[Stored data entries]
(begin)

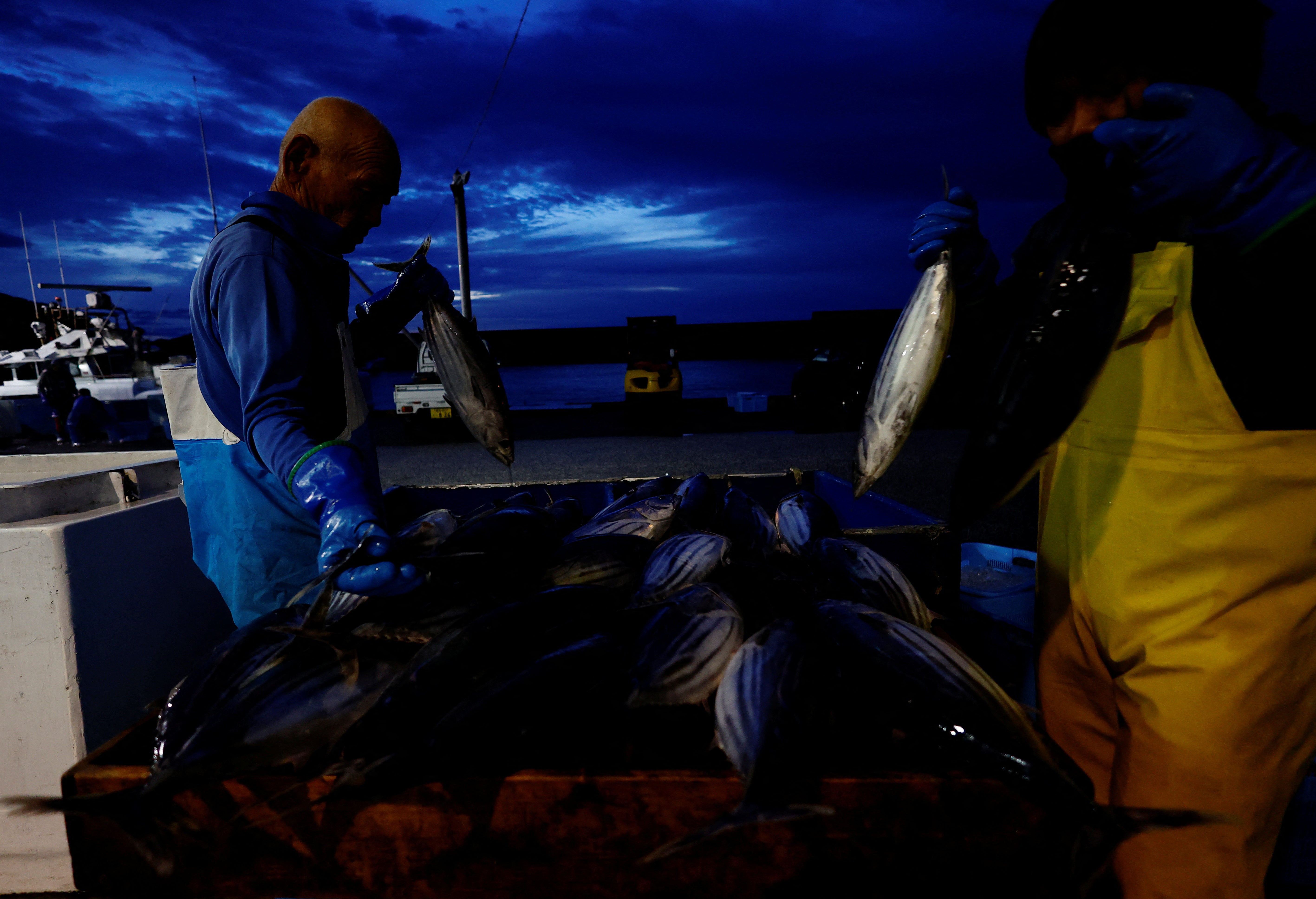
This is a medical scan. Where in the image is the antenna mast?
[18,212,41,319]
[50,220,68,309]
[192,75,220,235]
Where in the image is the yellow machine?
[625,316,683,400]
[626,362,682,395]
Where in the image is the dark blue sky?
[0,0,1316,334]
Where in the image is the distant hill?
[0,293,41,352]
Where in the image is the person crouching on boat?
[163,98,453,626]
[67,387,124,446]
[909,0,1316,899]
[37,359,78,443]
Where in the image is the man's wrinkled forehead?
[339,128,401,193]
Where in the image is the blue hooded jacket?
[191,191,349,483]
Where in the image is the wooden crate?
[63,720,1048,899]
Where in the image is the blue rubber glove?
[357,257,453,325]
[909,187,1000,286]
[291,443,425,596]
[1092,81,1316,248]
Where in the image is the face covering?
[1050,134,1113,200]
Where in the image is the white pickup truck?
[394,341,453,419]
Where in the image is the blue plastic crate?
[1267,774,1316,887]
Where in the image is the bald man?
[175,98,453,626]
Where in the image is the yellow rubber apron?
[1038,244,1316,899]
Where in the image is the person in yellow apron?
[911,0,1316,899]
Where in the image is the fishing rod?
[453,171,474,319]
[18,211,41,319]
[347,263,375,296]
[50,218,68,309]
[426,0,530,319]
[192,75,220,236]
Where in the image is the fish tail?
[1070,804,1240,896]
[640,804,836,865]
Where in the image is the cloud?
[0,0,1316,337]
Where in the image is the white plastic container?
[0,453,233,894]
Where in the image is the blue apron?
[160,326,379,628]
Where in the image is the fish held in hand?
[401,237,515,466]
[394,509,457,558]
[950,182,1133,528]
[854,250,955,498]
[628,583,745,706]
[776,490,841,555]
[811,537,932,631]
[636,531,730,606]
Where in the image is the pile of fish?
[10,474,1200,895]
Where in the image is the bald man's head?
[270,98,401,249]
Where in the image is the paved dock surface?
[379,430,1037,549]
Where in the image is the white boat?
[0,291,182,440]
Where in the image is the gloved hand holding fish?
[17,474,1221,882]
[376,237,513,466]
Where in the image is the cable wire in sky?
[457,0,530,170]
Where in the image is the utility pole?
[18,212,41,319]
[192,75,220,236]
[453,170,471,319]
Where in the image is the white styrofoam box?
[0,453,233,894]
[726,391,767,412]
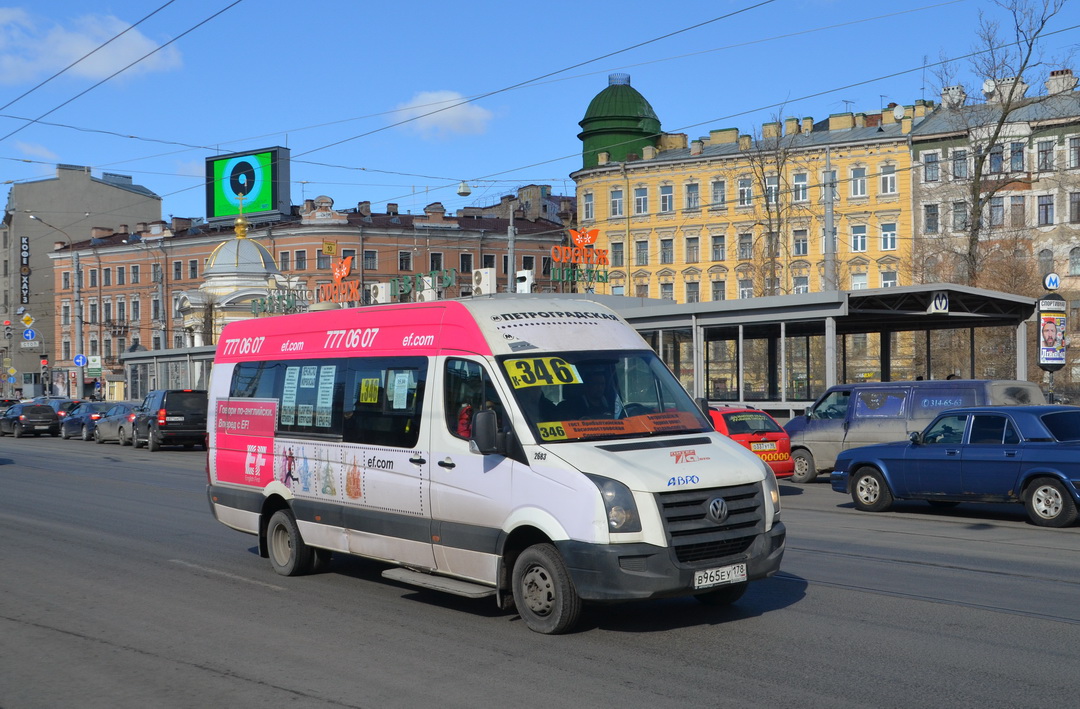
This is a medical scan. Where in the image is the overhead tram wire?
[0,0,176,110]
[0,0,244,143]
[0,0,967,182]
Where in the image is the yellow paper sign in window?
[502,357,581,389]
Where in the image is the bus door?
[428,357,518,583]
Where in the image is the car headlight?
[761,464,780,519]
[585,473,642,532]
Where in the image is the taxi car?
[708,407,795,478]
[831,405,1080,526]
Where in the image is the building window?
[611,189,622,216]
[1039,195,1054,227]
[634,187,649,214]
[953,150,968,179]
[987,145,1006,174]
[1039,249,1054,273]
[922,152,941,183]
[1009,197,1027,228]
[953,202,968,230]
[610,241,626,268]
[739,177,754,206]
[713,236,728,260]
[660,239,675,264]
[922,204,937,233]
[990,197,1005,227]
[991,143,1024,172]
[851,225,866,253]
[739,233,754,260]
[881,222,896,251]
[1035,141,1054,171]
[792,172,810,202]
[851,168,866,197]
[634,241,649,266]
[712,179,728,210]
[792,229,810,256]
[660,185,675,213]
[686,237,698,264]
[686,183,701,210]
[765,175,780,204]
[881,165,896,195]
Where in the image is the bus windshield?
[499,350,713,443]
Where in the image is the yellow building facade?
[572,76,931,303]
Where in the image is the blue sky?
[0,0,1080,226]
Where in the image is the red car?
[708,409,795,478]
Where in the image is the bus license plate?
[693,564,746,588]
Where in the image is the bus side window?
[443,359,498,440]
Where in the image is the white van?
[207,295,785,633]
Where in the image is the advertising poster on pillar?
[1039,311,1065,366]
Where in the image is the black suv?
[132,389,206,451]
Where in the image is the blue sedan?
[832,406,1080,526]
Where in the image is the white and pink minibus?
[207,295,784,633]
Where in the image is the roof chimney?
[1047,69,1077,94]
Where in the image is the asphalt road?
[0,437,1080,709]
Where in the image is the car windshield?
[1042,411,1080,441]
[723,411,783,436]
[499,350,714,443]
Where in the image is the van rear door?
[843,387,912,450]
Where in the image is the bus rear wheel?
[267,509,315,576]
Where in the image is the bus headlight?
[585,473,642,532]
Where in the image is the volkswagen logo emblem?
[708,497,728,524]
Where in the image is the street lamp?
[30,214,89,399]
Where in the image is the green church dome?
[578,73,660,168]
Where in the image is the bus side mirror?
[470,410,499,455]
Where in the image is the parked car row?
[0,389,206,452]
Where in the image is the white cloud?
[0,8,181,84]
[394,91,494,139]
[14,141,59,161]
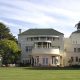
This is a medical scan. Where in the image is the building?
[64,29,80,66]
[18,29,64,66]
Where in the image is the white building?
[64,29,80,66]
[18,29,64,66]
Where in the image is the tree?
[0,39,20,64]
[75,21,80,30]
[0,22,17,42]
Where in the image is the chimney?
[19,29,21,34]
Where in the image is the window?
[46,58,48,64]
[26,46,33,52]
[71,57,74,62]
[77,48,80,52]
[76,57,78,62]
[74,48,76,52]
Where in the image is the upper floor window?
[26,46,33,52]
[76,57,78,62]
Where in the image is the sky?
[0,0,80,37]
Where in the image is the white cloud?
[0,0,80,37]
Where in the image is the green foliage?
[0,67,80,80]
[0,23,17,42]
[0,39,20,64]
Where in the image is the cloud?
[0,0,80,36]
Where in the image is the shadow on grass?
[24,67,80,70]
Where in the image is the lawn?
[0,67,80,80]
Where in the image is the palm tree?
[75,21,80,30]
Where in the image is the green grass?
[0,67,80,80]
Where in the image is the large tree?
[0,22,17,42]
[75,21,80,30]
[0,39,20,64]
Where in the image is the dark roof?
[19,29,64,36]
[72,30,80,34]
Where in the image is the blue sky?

(end)

#### Set exercise
Reproduce all of the entries above word for word, leaving out the pictures.

#### Problem solution
This is a medical scan. Where in the image is the antenna mast?
[18,212,41,319]
[50,220,68,309]
[192,75,220,235]
Where in the image is the yellow machine?
[625,316,683,400]
[626,362,682,395]
Where in the image is the dark blue sky?
[0,0,1316,334]
Where in the image is the distant hill?
[0,293,41,352]
Where in the image is the person crouching on boat?
[163,98,453,626]
[67,387,124,446]
[909,0,1316,899]
[37,359,78,443]
Where in the image is the man's wrinkled forehead?
[339,128,401,193]
Where in the image is the blue hooded jacket?
[191,191,349,483]
Where in the image is the wooden crate?
[63,720,1048,899]
Where in the image is the blue rubber glove?
[357,257,453,325]
[909,187,1000,286]
[291,443,425,596]
[1092,81,1316,248]
Where in the image is the face covering?
[1050,134,1113,200]
Where in the image is the white pickup truck?
[394,341,453,419]
Where in the image is the blue plastic crate?
[1267,774,1316,887]
Where in the image is the bald man?
[175,98,453,626]
Where in the image is the yellow rubber apron?
[1038,244,1316,899]
Where in the image is the person in yellow apron?
[911,0,1316,899]
Where in the image is the fishing rod?
[453,171,474,319]
[18,211,41,319]
[347,263,375,296]
[50,218,68,309]
[426,0,530,319]
[192,75,220,236]
Where in the image is the fish tail?
[1070,804,1240,896]
[640,804,836,865]
Where in the image is the cloud?
[0,0,1316,337]
Where in the image is the white plastic container?
[0,453,233,894]
Where in the image is the blue apron?
[160,326,379,628]
Where in the image is the fish held in hand?
[401,237,515,466]
[394,509,457,558]
[950,182,1133,528]
[854,250,955,498]
[628,583,745,706]
[776,490,841,555]
[811,537,932,631]
[636,531,730,606]
Where in the image is the pile of fish?
[10,474,1200,895]
Where in the image is the bald man's head?
[270,98,401,249]
Where in the image is the paved dock surface?
[379,430,1037,549]
Where in the image is the white boat?
[0,291,182,440]
Where in the image is the gloved hand holding fish?
[17,474,1221,882]
[376,237,513,466]
Where in the image is the cable wire in sky?
[457,0,530,170]
Where in the image is the utility pole?
[18,212,41,319]
[192,75,220,236]
[453,170,471,319]
Where in the image is the white styrofoam box?
[0,453,233,894]
[726,391,767,412]
This is a medical scan. Where in the image is the overhead tram wire?
[0,0,176,110]
[0,0,244,143]
[0,0,967,182]
Where in the image is the yellow paper sign in window?
[502,357,581,389]
Where in the image is the bus door?
[428,357,518,583]
Where in the image is the car headlight?
[761,464,780,519]
[585,473,642,532]
Where in the image is the taxi car?
[708,407,795,478]
[831,405,1080,526]
Where in the image is the building window?
[611,189,622,216]
[1039,195,1054,227]
[634,187,649,214]
[953,150,968,179]
[987,145,1006,174]
[1039,249,1054,273]
[922,152,941,183]
[1009,197,1027,228]
[953,202,968,230]
[610,241,626,268]
[739,177,754,206]
[713,236,728,260]
[660,239,675,264]
[922,204,937,233]
[990,197,1005,227]
[991,143,1024,172]
[851,225,866,253]
[739,233,754,260]
[881,222,896,251]
[1035,141,1054,171]
[792,172,810,202]
[851,168,866,197]
[634,241,649,266]
[712,179,728,210]
[792,229,810,256]
[660,185,675,213]
[686,237,698,264]
[686,183,701,210]
[765,175,780,204]
[881,165,896,195]
Where in the image is the bus windshield?
[499,350,713,443]
Where in the image is the yellow building facade?
[572,76,931,303]
Where in the image is the blue sky?
[0,0,1080,226]
Where in the image is the red car?
[708,409,795,478]
Where in the image is the bus license plate?
[693,564,746,588]
Where in the image is the bus side window?
[443,359,498,440]
Where in the image is the white van?
[207,295,785,633]
Where in the image is the advertising poster on pillar?
[1039,311,1065,366]
Where in the image is the black suv?
[132,389,206,451]
Where in the image is the blue sedan?
[832,406,1080,526]
Where in the image is the white and pink minibus?
[207,295,784,633]
Where in the image is the roof chimney?
[1047,69,1077,94]
Where in the image is the asphalt road?
[0,437,1080,709]
Where in the image is the car windshield?
[1042,411,1080,441]
[723,411,783,436]
[499,350,714,443]
Where in the image is the van rear door?
[843,387,912,450]
Where in the image is the bus rear wheel?
[267,509,315,576]
Where in the image is the bus headlight?
[585,473,642,532]
Where in the image is the volkswagen logo emblem?
[708,497,728,524]
Where in the image is the street lamp?
[30,214,89,399]
Where in the image is the green church dome?
[578,73,660,168]
Where in the image is the bus side mirror?
[470,410,499,455]
Where in the image is the parked car row?
[0,389,206,452]
Where in the image is the white cloud?
[0,8,181,84]
[394,91,494,139]
[14,141,59,161]
This is a medical scan. Where in the image is the building?
[64,29,80,66]
[18,29,64,66]
Where in the image is the white building?
[64,29,80,66]
[18,29,64,66]
Where in the image is the tree?
[0,39,20,64]
[75,21,80,30]
[0,22,17,42]
Where in the image is the chimney?
[19,29,21,34]
Where in the image is the window?
[46,58,48,64]
[26,46,33,52]
[71,57,74,62]
[77,48,80,52]
[76,57,78,62]
[74,48,76,52]
Where in the image is the upper floor window?
[26,46,33,52]
[76,57,78,62]
Where in the image is the sky?
[0,0,80,37]
Where in the image is the white cloud?
[0,0,80,37]
Where in the image is the green foliage?
[0,67,80,80]
[0,23,17,42]
[0,39,20,64]
Where in the image is the cloud?
[0,0,80,36]
Where in the image is the shadow on grass?
[24,67,80,70]
Where in the image is the lawn?
[0,67,80,80]
Where in the image is the palm tree?
[75,21,80,30]
Where in the image is the green grass?
[0,67,80,80]
Where in the image is the large tree?
[0,22,17,42]
[75,21,80,30]
[0,39,20,64]
Where in the image is the dark roof?
[19,29,64,36]
[72,30,80,34]
Where in the image is the blue sky?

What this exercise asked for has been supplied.